__Your objective__.
Search the lines of the records for the word "instance", and copy every line that has it.

START Given records

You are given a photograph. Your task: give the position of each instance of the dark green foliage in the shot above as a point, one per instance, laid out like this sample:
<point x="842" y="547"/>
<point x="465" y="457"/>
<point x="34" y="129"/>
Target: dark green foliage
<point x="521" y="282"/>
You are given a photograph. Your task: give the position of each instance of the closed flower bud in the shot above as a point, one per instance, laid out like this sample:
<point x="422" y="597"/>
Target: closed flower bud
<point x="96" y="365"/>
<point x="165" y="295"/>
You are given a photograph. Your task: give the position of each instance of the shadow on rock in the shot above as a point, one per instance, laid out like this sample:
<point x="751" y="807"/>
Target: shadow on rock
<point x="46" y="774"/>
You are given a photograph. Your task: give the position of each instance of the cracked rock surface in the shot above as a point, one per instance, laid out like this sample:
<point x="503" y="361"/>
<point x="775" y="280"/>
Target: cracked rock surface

END Given records
START Given records

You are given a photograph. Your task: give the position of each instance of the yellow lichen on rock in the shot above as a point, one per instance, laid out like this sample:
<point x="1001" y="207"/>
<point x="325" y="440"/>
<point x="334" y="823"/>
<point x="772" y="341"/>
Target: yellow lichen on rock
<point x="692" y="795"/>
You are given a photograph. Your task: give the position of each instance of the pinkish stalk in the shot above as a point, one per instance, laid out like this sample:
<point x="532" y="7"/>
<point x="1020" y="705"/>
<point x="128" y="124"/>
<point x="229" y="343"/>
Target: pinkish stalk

END Given records

__Result below__.
You are given a photograph. Your task: give the position of each instance of the dark green foliage in the shot above as a point, one per instance, laid out like this sample:
You are given a photograph. Your task: give the position of each instance of the closed flower bud in the shot above as a point, one per instance, laid out like this sample:
You are given a photograph. Your task: give the position of each instance of the shadow on rock in the shot above as a point, one per instance, laid out like this sample:
You are given a photograph. Your task: give the position of each instance of the cracked rock surface in the shot above as a point, one per instance, laid out like this sample:
You are given a photograph. Your task: give the position of each instance of the yellow lichen on rock in the shot above as a point, one per instance, laid out like this sample:
You are given a photograph. Your task: give the position of each instance of the pinkish stalk in the shot above as a point, one per instance, laid out like this sample:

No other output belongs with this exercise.